What the exercise asks: Please return all of the records below word for word, leaving the pictures out.

[Stored dataset items]
* * * * * * * * *

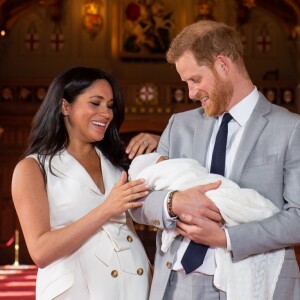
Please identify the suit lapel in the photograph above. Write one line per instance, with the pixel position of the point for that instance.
(252, 132)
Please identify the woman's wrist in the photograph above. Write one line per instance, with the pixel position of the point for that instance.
(170, 204)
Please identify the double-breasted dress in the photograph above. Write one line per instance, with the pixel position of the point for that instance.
(111, 264)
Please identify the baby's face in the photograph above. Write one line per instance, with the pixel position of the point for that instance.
(162, 158)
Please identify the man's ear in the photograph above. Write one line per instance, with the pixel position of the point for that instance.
(65, 107)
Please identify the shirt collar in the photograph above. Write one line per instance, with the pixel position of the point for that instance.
(242, 111)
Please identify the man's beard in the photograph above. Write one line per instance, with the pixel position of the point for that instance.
(219, 98)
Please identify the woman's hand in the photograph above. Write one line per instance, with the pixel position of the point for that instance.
(142, 143)
(124, 195)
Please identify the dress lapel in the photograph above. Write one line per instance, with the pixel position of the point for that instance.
(63, 164)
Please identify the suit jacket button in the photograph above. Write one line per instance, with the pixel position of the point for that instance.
(140, 271)
(114, 273)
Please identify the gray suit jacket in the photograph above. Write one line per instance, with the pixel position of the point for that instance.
(267, 160)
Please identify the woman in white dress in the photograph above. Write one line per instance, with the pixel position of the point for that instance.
(71, 194)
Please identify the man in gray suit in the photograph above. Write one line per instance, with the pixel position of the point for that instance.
(262, 153)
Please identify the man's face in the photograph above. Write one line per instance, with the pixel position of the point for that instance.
(205, 84)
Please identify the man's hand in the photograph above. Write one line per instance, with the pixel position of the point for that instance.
(194, 202)
(199, 218)
(202, 231)
(142, 143)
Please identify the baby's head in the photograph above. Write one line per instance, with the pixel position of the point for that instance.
(143, 161)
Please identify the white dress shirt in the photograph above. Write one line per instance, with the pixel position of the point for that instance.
(241, 113)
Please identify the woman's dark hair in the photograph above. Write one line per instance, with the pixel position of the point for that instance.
(49, 135)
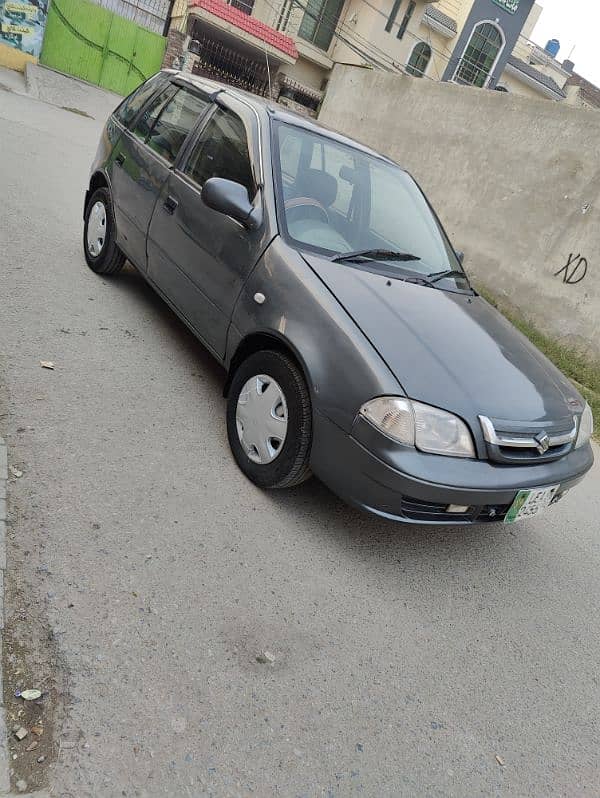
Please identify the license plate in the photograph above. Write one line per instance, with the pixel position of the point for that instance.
(531, 502)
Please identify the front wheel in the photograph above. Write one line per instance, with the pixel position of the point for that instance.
(269, 420)
(102, 254)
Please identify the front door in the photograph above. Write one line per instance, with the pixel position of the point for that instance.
(142, 161)
(197, 257)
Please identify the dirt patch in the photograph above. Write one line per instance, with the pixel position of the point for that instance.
(76, 111)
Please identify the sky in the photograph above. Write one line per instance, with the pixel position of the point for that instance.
(573, 23)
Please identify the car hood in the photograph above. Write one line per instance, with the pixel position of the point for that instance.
(451, 350)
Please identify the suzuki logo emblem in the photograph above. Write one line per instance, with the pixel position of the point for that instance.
(543, 442)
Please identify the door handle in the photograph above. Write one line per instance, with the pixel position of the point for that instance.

* * * * * * * * *

Right answer:
Please identify the suit lapel in the photograph above. Write one line per instance, with the pixel position of the point for that instance.
(252, 132)
Please identify the woman's wrist in the photograph above. Write one line per instance, with the pixel position of the point for that instance.
(170, 204)
Please identify the double-breasted dress in the photograph above. Write one line per instance, with the pixel position of the point for that instance.
(111, 264)
Please identify the baby's face in the photograph above. Write one line per instance, with the pixel position of the point for that instance.
(162, 158)
Please identify the man's ear in the photograph above. Write one line per instance, with the pixel position of the point for that instance.
(65, 107)
Please identify the shirt collar in the photograph above. Write one line per instance, with the pixel position of the point for that instance.
(242, 111)
Please identify the man's beard in the photograph above. Write one line per instance, with the pixel position of the point for that instance.
(219, 98)
Please identify the woman's hand in the photograph above. Write one line per instance, with the pixel position of the point for that instance.
(142, 143)
(124, 195)
Please identify the dress lapel in the photograph above. Write one line per instance, with the pixel position of the point for that instance.
(63, 164)
Please identify the suit jacket button in the photograph above. Write one line per instance, with the pixel position of the point for that instance.
(140, 271)
(114, 273)
Please identify the gray suit jacket in the photograph above. Write one line per instance, with the pixel position of the point for that instance.
(267, 160)
Please identify the woman in white dress in the photograph above. Write one line per instance, with the pixel position of the point for that instance.
(71, 194)
Please identify the man in gray suit in the photograph above. Write one line per instance, with the pixel position of the point for that instance.
(262, 153)
Please identify the man's face in the photograph above. Write one line per instance, with the pixel position of the point for that instance.
(205, 84)
Please identify the man's hand in the photograph above. Write one line per instance, with the pixel position of the point for that instance.
(194, 202)
(199, 218)
(202, 231)
(142, 143)
Please identify the baby's head in the photograph above. Write one line per instance, with the pixel position of the point for that instance.
(143, 161)
Please identify the white dress shirt in the photograph above. Write one line per instance, with the pixel position of the point for that instance.
(241, 113)
Please identify the woman's dark hair in the photograph above. Write one line per instance, with the pixel position of the point for that instance.
(49, 135)
Please identify the license plate in the photograph above. Write one line per instance, with the pixel position of the point for that instance.
(531, 502)
Please identify the front wheel in the photograph above. Write one line per instance, with the pixel position of the point for that instance.
(269, 420)
(102, 254)
Please identify the front door in the photograph above. Write one line per instance, with the pixel position of the point for that instance.
(142, 161)
(197, 257)
Please identify the dirt patch in the photograph above. Write one line per instance, with the pixel position of the point for that instance.
(76, 111)
Please identify the sky in the photograph above. Write one line per instance, with the pixel position of the point for that instance.
(573, 23)
Please identify the car hood in the photograph above. Write one line per instance, with the pixel position of the point for that instance.
(451, 350)
Please identify the suzuki logo emblem in the photograph above. Write one line per instance, with the pixel position of the point for that instance.
(543, 442)
Please identify the door handle in the photograph above. Write one line per instance, with the pixel position of the point for that instance.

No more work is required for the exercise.